_Source document_:
+++

For what it's worth, the first C compiler was written in B. Specifically, a self-hosting B compiler (i.e., one written in B) was tweaked to make "New B", which became C. And before that was a bunch of other stuff like BCPL and TMG and Algol and Fortran.

And for the general chicken-and-egg question you probably intended, the serious answer is that waaaaaay back when "complers" for "higher-level" / non-assembly languages were a hip, shiny, new-fangled idea, those compilers were written in assembly language (or worse, raw machine code (yes, those are slightly different things)). I assume "compilers for assembly languages" / assemblers were written in machine code.

And of course a "compiler for machine code" is just a physical chip, so the paradox ends there. Or does it?

4 Likes

Assembling is straightforward enough that you can write your assembler in assembly, and hand-translate into machine code to bootstrap it.

AFAIK, is is possible to do something similar to slightly-more-higher-level-than-assembly languages, too. So, assuming that’s still feasible for – say – C, you can write your C compiler in C, and then hand-translate it into assembly. Or maybe use any mode of semi-automatic translation; it’s presumably a whole spectrum, all the way to fully automatic hand-translation aka a bootstrap compiler written in … well … something else. Maybe even on a different kind of machine (in which case it might be considered cross-compilation).

+++

_What you have to do_:
Update the forum excerpt from "And for the" up to and including "Or does it?", changing "machine code" to "raw binary". Rely solely on the forum excerpt.

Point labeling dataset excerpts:

+++

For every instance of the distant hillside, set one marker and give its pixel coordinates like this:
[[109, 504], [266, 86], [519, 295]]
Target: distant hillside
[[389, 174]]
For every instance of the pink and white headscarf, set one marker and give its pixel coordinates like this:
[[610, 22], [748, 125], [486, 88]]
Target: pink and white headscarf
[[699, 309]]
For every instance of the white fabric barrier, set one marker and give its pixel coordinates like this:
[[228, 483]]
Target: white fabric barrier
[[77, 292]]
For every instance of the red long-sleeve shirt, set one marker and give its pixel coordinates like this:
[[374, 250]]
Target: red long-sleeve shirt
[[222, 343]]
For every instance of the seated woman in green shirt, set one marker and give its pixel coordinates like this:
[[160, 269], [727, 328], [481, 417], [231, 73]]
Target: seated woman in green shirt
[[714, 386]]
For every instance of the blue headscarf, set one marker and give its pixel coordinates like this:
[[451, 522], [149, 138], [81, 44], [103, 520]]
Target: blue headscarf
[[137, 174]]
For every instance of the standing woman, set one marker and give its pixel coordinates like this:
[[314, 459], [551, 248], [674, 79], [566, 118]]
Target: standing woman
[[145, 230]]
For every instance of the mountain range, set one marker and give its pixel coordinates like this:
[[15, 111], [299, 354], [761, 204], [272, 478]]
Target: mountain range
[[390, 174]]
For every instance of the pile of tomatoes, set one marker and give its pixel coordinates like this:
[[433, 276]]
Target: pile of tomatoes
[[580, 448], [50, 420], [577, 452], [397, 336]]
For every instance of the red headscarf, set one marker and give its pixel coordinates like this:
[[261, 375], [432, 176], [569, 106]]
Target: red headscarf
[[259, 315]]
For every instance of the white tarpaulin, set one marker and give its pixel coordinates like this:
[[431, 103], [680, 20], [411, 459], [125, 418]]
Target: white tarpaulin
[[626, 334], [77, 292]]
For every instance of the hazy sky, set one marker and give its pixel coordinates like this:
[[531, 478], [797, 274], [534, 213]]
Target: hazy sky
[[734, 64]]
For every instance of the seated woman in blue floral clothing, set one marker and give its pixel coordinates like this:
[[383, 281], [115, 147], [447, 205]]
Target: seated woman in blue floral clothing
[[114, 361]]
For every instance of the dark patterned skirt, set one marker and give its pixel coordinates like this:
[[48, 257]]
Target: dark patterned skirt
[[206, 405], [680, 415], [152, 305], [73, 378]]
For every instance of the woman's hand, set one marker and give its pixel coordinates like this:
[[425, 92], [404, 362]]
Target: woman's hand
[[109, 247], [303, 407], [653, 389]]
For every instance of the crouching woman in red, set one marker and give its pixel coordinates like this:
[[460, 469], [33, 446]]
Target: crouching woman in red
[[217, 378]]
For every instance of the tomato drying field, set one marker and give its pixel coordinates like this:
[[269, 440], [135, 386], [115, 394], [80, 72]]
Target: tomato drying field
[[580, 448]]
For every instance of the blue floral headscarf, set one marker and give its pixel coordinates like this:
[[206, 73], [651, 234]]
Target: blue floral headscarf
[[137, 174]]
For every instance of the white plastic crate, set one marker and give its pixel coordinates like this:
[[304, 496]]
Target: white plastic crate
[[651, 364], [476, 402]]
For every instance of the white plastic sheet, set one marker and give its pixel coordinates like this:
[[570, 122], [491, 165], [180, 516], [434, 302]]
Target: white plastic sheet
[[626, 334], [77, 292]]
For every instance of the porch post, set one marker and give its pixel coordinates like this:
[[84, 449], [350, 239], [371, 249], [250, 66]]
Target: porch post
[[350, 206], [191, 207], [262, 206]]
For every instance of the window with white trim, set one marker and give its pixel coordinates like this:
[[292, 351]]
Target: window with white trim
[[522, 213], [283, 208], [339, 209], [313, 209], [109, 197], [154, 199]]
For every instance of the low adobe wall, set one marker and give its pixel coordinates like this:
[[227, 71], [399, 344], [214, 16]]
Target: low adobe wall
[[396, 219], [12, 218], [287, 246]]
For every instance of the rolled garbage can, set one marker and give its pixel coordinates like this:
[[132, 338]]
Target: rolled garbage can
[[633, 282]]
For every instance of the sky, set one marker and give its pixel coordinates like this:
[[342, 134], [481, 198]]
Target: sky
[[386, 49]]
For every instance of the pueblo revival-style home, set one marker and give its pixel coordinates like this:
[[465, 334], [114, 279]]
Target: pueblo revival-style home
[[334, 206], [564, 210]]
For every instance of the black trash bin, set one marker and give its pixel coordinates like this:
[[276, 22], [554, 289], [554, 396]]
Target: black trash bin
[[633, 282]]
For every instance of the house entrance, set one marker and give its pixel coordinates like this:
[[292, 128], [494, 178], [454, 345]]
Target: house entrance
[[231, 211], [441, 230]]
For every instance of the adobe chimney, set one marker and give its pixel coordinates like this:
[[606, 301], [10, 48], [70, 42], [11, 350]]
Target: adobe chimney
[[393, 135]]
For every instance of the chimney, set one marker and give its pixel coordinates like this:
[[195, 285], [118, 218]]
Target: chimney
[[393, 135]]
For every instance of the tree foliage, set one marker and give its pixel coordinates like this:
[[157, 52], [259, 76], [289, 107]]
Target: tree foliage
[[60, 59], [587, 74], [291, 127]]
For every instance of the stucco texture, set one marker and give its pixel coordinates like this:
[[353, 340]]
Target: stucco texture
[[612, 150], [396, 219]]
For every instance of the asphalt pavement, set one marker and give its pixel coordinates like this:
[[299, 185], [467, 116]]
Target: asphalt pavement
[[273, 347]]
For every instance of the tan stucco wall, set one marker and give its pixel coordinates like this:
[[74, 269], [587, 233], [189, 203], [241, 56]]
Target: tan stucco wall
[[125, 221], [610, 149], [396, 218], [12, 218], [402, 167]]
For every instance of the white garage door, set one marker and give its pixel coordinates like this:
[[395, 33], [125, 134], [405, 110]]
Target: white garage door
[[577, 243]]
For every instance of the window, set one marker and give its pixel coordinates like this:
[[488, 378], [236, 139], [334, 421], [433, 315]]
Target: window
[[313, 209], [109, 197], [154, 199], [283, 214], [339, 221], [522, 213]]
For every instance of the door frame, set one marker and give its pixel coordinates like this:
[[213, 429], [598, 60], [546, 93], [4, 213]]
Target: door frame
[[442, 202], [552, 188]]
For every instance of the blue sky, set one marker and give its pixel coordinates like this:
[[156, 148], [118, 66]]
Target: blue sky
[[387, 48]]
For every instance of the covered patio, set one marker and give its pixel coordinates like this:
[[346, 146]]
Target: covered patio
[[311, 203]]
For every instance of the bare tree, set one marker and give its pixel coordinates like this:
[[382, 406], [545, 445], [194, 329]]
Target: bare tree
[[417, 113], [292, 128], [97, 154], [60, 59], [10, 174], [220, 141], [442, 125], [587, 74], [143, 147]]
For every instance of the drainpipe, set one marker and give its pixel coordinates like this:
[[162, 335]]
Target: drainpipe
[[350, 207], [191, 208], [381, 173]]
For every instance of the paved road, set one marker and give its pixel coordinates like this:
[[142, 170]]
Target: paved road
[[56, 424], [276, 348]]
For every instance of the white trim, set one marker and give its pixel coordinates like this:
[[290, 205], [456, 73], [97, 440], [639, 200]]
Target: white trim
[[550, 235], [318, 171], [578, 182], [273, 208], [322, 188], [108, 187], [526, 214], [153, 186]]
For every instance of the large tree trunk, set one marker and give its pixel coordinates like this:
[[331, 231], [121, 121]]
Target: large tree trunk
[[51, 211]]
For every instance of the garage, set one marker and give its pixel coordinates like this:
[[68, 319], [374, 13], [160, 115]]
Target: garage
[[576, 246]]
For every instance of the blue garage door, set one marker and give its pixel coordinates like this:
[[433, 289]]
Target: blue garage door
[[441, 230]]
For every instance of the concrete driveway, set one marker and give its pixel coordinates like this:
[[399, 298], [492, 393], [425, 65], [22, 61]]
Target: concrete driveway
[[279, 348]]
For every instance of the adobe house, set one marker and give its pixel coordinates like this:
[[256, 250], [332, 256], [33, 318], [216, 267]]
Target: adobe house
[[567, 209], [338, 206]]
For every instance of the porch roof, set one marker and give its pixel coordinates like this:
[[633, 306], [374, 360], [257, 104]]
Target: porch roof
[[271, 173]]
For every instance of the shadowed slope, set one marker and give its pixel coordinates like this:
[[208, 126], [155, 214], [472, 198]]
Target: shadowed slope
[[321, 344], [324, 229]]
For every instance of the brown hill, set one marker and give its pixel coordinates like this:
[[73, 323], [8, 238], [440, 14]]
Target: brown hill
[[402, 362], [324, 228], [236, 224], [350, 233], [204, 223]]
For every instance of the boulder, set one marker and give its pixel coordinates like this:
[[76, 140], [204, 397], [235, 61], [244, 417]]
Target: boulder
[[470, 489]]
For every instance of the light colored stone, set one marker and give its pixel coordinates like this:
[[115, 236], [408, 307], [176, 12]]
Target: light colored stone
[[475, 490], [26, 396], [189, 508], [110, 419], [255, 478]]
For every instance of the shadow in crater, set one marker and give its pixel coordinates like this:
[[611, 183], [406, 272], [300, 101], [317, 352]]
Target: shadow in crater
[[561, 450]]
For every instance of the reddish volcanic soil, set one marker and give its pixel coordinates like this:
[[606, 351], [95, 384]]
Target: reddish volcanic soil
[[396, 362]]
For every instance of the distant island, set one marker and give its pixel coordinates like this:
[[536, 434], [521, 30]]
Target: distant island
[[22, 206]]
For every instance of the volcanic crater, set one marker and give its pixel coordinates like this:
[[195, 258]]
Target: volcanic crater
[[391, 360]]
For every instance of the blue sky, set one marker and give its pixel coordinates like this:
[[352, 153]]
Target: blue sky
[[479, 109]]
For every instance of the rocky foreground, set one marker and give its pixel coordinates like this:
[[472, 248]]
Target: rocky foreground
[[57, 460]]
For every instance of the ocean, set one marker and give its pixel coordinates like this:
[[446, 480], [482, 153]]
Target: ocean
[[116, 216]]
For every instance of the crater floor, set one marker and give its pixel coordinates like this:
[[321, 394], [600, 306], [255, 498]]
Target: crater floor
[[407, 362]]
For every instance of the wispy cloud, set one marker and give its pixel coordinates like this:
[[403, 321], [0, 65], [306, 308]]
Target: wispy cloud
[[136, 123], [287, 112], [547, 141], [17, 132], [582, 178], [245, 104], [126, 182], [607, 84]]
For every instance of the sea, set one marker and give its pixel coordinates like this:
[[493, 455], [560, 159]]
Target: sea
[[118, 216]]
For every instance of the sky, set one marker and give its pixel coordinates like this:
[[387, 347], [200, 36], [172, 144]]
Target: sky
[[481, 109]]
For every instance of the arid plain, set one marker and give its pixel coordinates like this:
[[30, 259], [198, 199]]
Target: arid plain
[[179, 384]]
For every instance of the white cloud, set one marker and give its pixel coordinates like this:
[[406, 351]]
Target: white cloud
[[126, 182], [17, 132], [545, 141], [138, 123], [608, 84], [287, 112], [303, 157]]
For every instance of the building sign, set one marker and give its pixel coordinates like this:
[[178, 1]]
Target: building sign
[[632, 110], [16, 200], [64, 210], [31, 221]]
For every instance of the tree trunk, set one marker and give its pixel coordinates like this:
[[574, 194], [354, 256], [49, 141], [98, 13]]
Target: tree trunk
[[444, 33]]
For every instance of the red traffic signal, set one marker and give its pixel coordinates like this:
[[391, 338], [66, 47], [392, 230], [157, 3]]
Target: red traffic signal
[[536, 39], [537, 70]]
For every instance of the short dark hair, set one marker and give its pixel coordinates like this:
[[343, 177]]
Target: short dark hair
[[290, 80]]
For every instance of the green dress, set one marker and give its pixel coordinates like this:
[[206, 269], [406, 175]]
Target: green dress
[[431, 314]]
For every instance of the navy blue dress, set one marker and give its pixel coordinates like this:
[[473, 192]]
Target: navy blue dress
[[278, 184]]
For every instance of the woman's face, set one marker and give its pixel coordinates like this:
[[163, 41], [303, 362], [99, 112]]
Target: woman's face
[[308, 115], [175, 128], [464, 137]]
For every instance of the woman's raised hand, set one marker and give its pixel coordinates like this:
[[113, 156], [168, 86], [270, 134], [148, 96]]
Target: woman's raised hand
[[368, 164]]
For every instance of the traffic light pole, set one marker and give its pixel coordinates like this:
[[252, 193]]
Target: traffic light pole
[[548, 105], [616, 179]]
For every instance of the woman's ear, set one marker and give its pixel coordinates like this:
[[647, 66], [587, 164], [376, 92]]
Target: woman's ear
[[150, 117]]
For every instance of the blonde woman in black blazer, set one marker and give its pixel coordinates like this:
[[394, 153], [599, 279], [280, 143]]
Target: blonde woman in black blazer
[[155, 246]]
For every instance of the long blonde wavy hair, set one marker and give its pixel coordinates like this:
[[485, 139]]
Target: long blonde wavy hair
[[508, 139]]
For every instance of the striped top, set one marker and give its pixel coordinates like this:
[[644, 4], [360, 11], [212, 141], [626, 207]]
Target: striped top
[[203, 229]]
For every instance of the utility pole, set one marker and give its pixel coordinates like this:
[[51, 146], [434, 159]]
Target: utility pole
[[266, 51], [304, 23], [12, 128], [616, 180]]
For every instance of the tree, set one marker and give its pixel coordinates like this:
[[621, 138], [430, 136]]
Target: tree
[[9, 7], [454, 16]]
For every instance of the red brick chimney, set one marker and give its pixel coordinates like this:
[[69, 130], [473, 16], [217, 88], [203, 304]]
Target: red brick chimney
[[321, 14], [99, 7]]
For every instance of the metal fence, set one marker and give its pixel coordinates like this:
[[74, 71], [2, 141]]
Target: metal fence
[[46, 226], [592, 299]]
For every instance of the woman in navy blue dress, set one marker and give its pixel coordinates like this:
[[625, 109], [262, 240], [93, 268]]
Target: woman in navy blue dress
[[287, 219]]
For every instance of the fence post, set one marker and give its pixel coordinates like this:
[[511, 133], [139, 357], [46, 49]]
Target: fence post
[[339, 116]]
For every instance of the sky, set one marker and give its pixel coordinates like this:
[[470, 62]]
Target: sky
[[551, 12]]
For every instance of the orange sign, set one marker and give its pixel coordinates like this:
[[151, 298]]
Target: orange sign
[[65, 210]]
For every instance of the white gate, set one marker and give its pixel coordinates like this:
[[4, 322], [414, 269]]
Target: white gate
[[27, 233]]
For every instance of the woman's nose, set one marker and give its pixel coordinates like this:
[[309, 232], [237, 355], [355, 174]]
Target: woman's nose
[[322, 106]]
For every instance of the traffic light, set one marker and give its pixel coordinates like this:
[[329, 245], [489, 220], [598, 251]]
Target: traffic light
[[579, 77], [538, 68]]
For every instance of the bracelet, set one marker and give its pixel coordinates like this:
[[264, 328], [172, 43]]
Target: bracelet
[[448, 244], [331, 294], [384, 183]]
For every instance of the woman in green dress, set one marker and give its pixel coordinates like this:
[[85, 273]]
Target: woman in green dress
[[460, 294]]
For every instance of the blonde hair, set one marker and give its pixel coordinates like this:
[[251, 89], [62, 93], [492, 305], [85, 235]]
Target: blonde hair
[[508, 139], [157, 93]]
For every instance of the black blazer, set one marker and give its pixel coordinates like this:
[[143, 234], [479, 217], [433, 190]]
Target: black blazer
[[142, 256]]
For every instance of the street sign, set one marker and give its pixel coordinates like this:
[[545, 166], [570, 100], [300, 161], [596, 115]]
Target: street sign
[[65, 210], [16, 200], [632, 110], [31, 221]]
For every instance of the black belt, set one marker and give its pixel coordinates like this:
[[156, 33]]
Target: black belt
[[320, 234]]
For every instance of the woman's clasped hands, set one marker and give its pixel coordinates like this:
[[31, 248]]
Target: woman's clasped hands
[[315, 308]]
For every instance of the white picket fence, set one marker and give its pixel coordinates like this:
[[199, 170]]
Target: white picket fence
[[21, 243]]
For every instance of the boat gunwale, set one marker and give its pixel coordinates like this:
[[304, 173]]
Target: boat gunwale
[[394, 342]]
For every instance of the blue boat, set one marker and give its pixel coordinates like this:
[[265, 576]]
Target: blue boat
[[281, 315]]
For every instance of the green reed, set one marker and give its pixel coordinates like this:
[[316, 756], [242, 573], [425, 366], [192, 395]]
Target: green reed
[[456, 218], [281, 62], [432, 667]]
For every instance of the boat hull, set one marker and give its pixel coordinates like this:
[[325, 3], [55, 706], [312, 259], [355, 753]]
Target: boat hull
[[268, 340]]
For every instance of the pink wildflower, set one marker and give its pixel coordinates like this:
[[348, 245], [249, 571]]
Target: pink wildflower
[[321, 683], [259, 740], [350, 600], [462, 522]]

+++

_Solution for this exercise_:
And for the general chicken-and-egg question you probably intended, the serious answer is that waaaaaay back when "complers" for "higher-level" / non-assembly languages were a hip, shiny, new-fangled idea, those compilers were written in assembly language (or worse, raw raw binary (yes, those are slightly different things)). I assume "compilers for assembly languages" / assemblers were written in raw binary.

And of course a "compiler for raw binary" is just a physical chip, so the paradox ends there. Or does it?